Directions → Write out each of the rows below word for word, leaving nothing out and changing nothing.

■ ■ ■ ■

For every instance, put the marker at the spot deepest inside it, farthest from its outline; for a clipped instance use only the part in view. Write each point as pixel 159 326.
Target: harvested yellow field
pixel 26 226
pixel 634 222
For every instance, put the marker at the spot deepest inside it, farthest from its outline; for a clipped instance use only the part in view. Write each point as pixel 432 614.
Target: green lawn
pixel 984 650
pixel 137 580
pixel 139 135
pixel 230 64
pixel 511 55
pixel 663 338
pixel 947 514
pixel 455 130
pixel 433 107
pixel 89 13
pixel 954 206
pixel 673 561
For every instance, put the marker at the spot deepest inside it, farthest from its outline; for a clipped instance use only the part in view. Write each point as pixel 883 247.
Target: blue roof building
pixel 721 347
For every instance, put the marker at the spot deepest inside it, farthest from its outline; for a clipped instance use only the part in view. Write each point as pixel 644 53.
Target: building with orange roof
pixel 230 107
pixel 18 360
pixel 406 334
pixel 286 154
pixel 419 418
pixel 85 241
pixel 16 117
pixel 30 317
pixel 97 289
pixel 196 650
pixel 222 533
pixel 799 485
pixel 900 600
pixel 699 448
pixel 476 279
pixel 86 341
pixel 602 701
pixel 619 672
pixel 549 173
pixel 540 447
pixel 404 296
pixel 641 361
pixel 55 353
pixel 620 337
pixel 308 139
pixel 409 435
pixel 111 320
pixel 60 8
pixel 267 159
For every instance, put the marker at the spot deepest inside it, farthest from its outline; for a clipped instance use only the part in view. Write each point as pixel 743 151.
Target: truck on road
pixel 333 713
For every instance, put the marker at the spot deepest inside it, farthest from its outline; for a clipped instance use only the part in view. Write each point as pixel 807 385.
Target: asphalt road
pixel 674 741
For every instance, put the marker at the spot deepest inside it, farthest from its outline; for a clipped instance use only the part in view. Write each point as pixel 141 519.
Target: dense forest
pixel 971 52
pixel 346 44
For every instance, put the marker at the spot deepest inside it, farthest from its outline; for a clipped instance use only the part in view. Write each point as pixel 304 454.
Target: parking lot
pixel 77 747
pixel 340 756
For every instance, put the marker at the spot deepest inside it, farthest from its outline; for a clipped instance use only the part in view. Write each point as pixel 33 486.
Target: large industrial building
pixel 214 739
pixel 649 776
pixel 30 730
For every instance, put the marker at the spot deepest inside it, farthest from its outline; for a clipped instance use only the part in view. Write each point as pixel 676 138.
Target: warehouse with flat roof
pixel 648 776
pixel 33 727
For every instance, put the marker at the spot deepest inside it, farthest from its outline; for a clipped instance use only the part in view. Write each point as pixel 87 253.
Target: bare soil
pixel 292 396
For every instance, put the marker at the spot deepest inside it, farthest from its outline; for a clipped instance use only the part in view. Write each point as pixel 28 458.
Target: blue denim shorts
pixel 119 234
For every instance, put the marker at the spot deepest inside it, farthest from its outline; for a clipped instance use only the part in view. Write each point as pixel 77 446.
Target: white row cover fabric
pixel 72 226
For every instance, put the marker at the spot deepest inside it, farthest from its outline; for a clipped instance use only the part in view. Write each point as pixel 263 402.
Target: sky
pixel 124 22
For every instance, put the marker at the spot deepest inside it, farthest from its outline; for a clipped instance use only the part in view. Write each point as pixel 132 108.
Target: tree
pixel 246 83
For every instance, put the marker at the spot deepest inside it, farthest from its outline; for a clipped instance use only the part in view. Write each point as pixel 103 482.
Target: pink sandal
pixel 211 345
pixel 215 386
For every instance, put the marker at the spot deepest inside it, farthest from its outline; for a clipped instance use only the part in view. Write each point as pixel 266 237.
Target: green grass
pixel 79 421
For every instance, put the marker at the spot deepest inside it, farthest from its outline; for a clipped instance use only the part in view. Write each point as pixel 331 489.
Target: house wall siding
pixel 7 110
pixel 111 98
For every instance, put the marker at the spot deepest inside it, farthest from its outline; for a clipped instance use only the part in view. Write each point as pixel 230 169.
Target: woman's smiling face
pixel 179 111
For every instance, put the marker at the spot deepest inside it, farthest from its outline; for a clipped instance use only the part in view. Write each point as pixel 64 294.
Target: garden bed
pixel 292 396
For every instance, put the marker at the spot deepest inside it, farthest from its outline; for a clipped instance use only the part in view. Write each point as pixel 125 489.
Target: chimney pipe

■ ■ ■ ■

Worked answer →
For every instance, put the marker at the spot deepest inside it, farthest from its outline; for a clipped instance use only the part in view. Write each point as pixel 159 326.
Target: harvested yellow field
pixel 26 226
pixel 634 222
For every instance, put the marker at the spot deepest inside it, farthest from its outline; for a clipped instance use only the part in view. Write each point as pixel 432 614.
Target: green lawn
pixel 984 650
pixel 137 580
pixel 139 135
pixel 230 64
pixel 511 55
pixel 663 338
pixel 947 514
pixel 455 130
pixel 433 107
pixel 89 13
pixel 954 206
pixel 673 561
For every instance, put the marker at the spot deepest inside it, farthest from its outline; for a clipped instance use only the part in view. Write each point as pixel 883 247.
Target: blue roof building
pixel 721 347
For every instance, put the marker at the spot deepest inside it, farthest from its outline; for a clipped instance use only the part in view. Write each point as pixel 644 53.
Target: building with orange roof
pixel 230 107
pixel 18 360
pixel 406 334
pixel 286 154
pixel 419 418
pixel 85 241
pixel 16 117
pixel 30 317
pixel 97 289
pixel 196 650
pixel 222 533
pixel 799 485
pixel 900 600
pixel 699 448
pixel 476 279
pixel 86 341
pixel 602 701
pixel 619 672
pixel 549 173
pixel 540 447
pixel 404 296
pixel 641 361
pixel 55 353
pixel 620 337
pixel 308 139
pixel 409 435
pixel 111 320
pixel 60 8
pixel 267 159
For every instance, put the marker at the spot deepest inside it, farthest from its outline; for a clipped instance use only the part in view. Write each point as pixel 743 151.
Target: truck on road
pixel 333 713
For every instance, put the marker at the spot deepest inside it, farthest from its outline; for a clipped instance use only the part in view. Write each point as pixel 807 385.
Target: asphalt road
pixel 674 741
For every instance, put the marker at the spot deepest inside it, farthest from its outline; for a clipped instance use only the part in view. Write each point as pixel 141 519.
Target: dense forest
pixel 971 52
pixel 346 44
For every instance, put the marker at the spot deepest inside it, farthest from its outline; for a clipped instance use only the part in view. Write each point as pixel 304 454.
Target: parking lot
pixel 77 747
pixel 340 756
For every instance, put the marker at the spot deepest inside it, farthest from its outline; for a clipped instance use only the part in view. Write each point as pixel 33 486.
Target: large industrial building
pixel 214 739
pixel 649 776
pixel 30 730
For every instance, put the marker at the spot deepest inside it, farthest from its outline; for a clipped instance use only the part in view. Write each point as pixel 676 138.
Target: warehouse with flat roof
pixel 648 776
pixel 33 727
For every instance, put the marker at the spot deepest inside it, farthest from its outline; for a clipped instance use only the part in view. Write each point as pixel 87 253.
Target: bare soil
pixel 292 396
For every instance, put the marker at the spot deepest inside it, farthest from its outline; for a clipped instance use only the part in view. Write each point as pixel 28 458.
Target: blue denim shorts
pixel 119 234
For every instance, put the marker at the spot deepest inside it, farthest from its outline; for a clipped instance use only the part in view. Write each point as pixel 77 446.
Target: white row cover fabric
pixel 72 226
For every instance, put the marker at the spot deepest inside it, farthest from its outline; for a clipped instance use only the part in view. Write each point as pixel 263 402.
Target: sky
pixel 124 22
For every instance, put the marker at the spot deepest inside it, farthest from its outline; for a clipped instance use only the part in view. Write each point as pixel 132 108.
Target: tree
pixel 246 83
For every instance, put the marker at the spot deepest inside it, farthest from its outline; for a clipped instance use only the part in view. Write each point as pixel 103 482.
Target: pink sandal
pixel 211 345
pixel 215 386
For every instance, put the marker at the spot deepest inside it, farthest from its outline; for a clipped instance use only the part in view. Write each point as pixel 266 237.
Target: green grass
pixel 79 421
For every instance, put the marker at the spot deepest inside it, farthest from its outline; for a clipped instance use only the part in view. Write each point as pixel 331 489.
Target: house wall siding
pixel 7 110
pixel 111 98
For every instance, put the marker at the spot deepest inside it, farthest from its outline; for a clipped instance use only the part in view. Write each point as pixel 230 169.
Target: woman's smiling face
pixel 179 111
For every instance, put the marker at the spot deepest inside it, farthest from its outline; for a clipped instance use only the part in view. Write each point as pixel 64 294.
Target: garden bed
pixel 292 396
For every instance, put the marker at the spot deepest inside it, farthest from its outline; for a clipped instance use only the part in view. Write each point as pixel 125 489.
Target: chimney pipe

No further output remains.